Problem details
Transcribe every line of the data below exactly as it appears, leaving out the pictures.

Available records

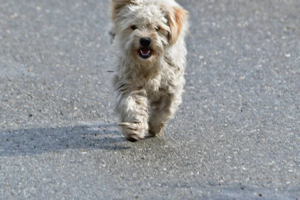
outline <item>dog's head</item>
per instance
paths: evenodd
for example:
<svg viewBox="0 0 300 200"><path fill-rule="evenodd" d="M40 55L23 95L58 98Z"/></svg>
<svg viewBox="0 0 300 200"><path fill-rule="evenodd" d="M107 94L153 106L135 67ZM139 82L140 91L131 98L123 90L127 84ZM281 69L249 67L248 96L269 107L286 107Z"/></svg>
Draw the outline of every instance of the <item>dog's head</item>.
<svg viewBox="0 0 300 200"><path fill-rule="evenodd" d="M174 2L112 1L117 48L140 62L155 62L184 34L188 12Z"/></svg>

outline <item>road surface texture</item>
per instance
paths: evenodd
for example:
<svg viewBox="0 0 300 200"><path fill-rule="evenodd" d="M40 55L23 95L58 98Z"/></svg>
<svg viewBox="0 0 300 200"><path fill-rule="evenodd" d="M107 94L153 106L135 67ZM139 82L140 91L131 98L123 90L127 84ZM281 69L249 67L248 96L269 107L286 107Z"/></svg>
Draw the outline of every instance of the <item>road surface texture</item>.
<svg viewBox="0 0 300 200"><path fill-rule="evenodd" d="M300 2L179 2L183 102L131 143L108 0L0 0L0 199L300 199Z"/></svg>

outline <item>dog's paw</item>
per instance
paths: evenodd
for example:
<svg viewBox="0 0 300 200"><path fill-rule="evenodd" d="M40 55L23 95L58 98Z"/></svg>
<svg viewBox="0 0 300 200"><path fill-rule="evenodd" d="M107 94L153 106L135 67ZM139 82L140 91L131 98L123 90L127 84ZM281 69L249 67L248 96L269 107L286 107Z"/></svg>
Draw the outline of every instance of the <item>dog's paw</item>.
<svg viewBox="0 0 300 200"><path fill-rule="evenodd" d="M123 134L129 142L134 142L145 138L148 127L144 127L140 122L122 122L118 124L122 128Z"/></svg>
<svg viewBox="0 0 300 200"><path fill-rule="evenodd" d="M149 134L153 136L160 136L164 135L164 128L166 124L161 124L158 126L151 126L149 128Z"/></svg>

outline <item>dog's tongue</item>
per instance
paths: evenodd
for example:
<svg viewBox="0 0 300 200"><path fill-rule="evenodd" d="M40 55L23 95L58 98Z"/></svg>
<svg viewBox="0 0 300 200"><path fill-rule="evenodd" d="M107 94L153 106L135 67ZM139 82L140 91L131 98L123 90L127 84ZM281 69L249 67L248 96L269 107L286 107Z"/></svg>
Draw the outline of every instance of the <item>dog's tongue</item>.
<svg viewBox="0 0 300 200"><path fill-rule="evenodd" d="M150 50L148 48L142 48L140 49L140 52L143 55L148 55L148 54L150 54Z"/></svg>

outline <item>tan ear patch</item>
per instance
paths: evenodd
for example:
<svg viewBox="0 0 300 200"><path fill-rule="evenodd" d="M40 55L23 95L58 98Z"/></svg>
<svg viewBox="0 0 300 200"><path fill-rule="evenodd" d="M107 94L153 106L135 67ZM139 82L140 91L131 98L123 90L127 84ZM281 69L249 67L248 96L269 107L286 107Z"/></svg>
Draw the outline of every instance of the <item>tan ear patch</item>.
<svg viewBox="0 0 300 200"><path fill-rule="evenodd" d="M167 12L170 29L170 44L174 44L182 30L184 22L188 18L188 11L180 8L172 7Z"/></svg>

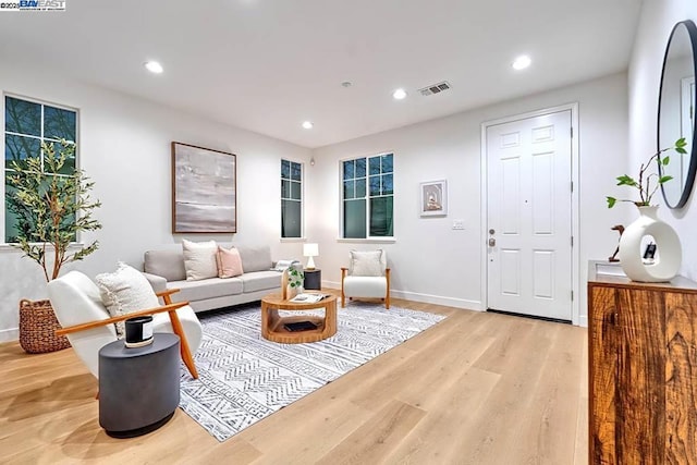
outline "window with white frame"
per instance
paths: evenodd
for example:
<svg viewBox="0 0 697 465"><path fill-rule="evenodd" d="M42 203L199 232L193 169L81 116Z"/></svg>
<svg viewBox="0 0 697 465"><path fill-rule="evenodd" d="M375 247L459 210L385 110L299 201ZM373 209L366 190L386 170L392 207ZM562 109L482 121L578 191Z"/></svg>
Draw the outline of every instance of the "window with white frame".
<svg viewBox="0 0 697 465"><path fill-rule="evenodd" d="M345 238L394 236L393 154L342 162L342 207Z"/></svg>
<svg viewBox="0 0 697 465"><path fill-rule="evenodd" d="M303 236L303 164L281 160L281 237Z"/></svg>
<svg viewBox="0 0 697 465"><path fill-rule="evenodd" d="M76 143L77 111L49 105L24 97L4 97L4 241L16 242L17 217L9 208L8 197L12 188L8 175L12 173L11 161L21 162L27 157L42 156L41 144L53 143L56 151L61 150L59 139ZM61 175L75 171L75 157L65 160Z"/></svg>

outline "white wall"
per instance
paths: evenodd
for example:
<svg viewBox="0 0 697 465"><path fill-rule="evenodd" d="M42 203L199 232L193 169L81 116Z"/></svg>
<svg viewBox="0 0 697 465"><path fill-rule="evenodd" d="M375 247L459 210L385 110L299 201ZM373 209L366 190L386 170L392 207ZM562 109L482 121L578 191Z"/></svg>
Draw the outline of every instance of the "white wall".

Full answer
outline <item>dog's head</item>
per instance
paths: evenodd
for example:
<svg viewBox="0 0 300 200"><path fill-rule="evenodd" d="M40 55L23 95L58 98Z"/></svg>
<svg viewBox="0 0 300 200"><path fill-rule="evenodd" d="M107 94L153 106L135 67ZM139 82L140 91L131 98L123 90L127 84ZM281 69L249 67L248 96L269 107L286 107Z"/></svg>
Draw the outline of every instance of the <item>dog's head</item>.
<svg viewBox="0 0 300 200"><path fill-rule="evenodd" d="M174 2L112 1L117 48L140 62L155 62L184 34L188 12Z"/></svg>

outline <item>road surface texture</item>
per instance
paths: evenodd
for example:
<svg viewBox="0 0 300 200"><path fill-rule="evenodd" d="M40 55L23 95L58 98Z"/></svg>
<svg viewBox="0 0 300 200"><path fill-rule="evenodd" d="M107 94L153 106L135 67ZM139 82L140 91L131 98L123 90L127 84ZM281 69L249 67L248 96L269 107L286 107Z"/></svg>
Draw the outline of every instance of the <item>road surface texture</item>.
<svg viewBox="0 0 300 200"><path fill-rule="evenodd" d="M300 2L179 2L183 102L131 143L108 0L0 0L0 199L300 199Z"/></svg>

outline <item>dog's paw</item>
per instance
paths: evenodd
for example:
<svg viewBox="0 0 300 200"><path fill-rule="evenodd" d="M40 55L23 95L58 98Z"/></svg>
<svg viewBox="0 0 300 200"><path fill-rule="evenodd" d="M107 94L153 106L135 67ZM139 82L140 91L131 98L123 90L127 84ZM281 69L249 67L248 96L269 107L286 107Z"/></svg>
Draw the outline of every instance of the <item>dog's paw</item>.
<svg viewBox="0 0 300 200"><path fill-rule="evenodd" d="M123 134L129 142L134 142L145 138L148 127L144 127L140 122L122 122L118 124L122 128Z"/></svg>
<svg viewBox="0 0 300 200"><path fill-rule="evenodd" d="M149 134L153 136L160 136L164 135L164 128L166 124L161 124L158 126L151 126L149 128Z"/></svg>

outline <item>dog's tongue</item>
per instance
paths: evenodd
for example:
<svg viewBox="0 0 300 200"><path fill-rule="evenodd" d="M40 55L23 95L58 98Z"/></svg>
<svg viewBox="0 0 300 200"><path fill-rule="evenodd" d="M107 94L153 106L135 67ZM139 82L140 91L131 98L123 90L127 84ZM281 69L249 67L248 96L269 107L286 107Z"/></svg>
Draw the outline of every instance of the <item>dog's tongue</item>.
<svg viewBox="0 0 300 200"><path fill-rule="evenodd" d="M150 50L148 48L142 48L140 49L140 52L143 55L148 55L148 54L150 54Z"/></svg>

outline <item>tan ear patch</item>
per instance
paths: evenodd
for example:
<svg viewBox="0 0 300 200"><path fill-rule="evenodd" d="M40 55L23 95L58 98Z"/></svg>
<svg viewBox="0 0 300 200"><path fill-rule="evenodd" d="M107 94L153 106L135 67ZM139 82L140 91L131 98L123 90L127 84ZM281 69L249 67L248 96L269 107L286 107Z"/></svg>
Draw the outline of every instance of the <item>tan ear patch</item>.
<svg viewBox="0 0 300 200"><path fill-rule="evenodd" d="M167 12L170 29L170 44L174 44L182 30L184 22L188 18L188 11L180 8L172 7Z"/></svg>

outline "window with white frame"
per instance
paths: evenodd
for example:
<svg viewBox="0 0 697 465"><path fill-rule="evenodd" d="M42 203L199 232L193 169L81 116Z"/></svg>
<svg viewBox="0 0 697 465"><path fill-rule="evenodd" d="M375 247L459 210L385 110L299 201ZM373 209L366 190L386 170L392 207ZM562 109L482 121L578 191Z"/></svg>
Draw the outline of every instance of the "window with white frame".
<svg viewBox="0 0 697 465"><path fill-rule="evenodd" d="M345 238L394 236L393 154L342 162L342 207Z"/></svg>
<svg viewBox="0 0 697 465"><path fill-rule="evenodd" d="M303 236L303 164L281 160L281 237Z"/></svg>
<svg viewBox="0 0 697 465"><path fill-rule="evenodd" d="M76 143L77 111L49 105L24 97L4 97L4 241L16 242L17 217L9 208L8 197L12 188L8 175L12 173L11 161L21 162L27 157L42 156L41 144L53 143L56 151L61 150L59 139ZM61 175L75 171L75 157L65 160Z"/></svg>

outline "white wall"
per instance
paths: evenodd
for example:
<svg viewBox="0 0 697 465"><path fill-rule="evenodd" d="M42 203L199 232L193 169L81 116Z"/></svg>
<svg viewBox="0 0 697 465"><path fill-rule="evenodd" d="M375 247L459 210L385 110L299 201ZM373 209L366 190L386 170L392 207ZM562 109L482 121L578 191Z"/></svg>
Draw the outline of every instance of the "white wall".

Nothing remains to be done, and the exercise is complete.